EXTRACT:
################

# Lucid Dreaming > Lucid & Non-Lucid Games > Tasks of the Month & Year >  >  Lucid Task For The Month Of August 2005

## Seeker

Introduction:
This came about as the result of a discussion in chat.  Every month, I'll post a task for everyone that is interested to try to accomplish while lucid dreaming.  Report back in this thread, even if you didn't successfully accomplish the task, your efforts should make interesting reading!

Whoever completes the task gets a custom title until the end of the month.  (Note, if you are staff, I cannot give you a custom title, it would override your staff title)

Those that complete the task have the right to add this GIF to their signatures when this month has ended.

Task for this month:

Loudly Shout Your Name

Be sure to come back here and report what happened.

----------


## nesgirl119

LOL  ::lol::  !!

################

PROVIDED MATERIAL:
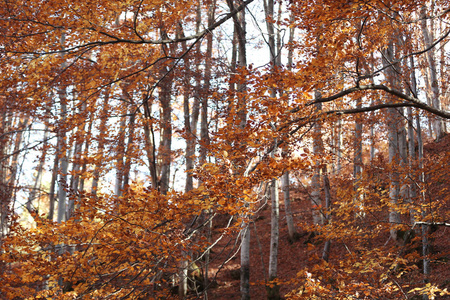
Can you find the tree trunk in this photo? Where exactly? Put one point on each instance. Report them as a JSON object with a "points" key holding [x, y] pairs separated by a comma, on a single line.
{"points": [[101, 140], [327, 188]]}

################

WHAT TO WORK ON:
• A. From the lucid task thread, extract the part that opens with the words containing "# Lucid Dreaming" and closes with "your staff title)".
• B. Answer these questions from the lucid task thread:
(i) How often will a new task be posted?
(ii) What does whoever completes the task receive until the end of the month?
(iii) What is the task for this month?
• C. Turn the paragraph of the lucid task thread beginning "This came about" into a short list.
This material comes from a different source than the lucid task thread.

ANSWERS TO THE PROBLEMS:
• A.
# Lucid Dreaming > Lucid & Non-Lucid Games > Tasks of the Month & Year >  >  Lucid Task For The Month Of August 2005

## Seeker

Introduction:
This came about as the result of a discussion in chat.  Every month, I'll post a task for everyone that is interested to try to accomplish while lucid dreaming.  Report back in this thread, even if you didn't successfully accomplish the task, your efforts should make interesting reading!

Whoever completes the task gets a custom title until the end of the month.  (Note, if you are staff, I cannot give you a custom title, it would override your staff title)

• B.
(i) Every month.
(ii) A custom title.
(iii) Loudly shout your name.

• C.
- The idea came from a discussion in chat.
- Every month, a task will be posted for anyone interested to try while lucid dreaming.
- Participants should report back in the thread even if they don't accomplish the task, since their efforts should make interesting reading.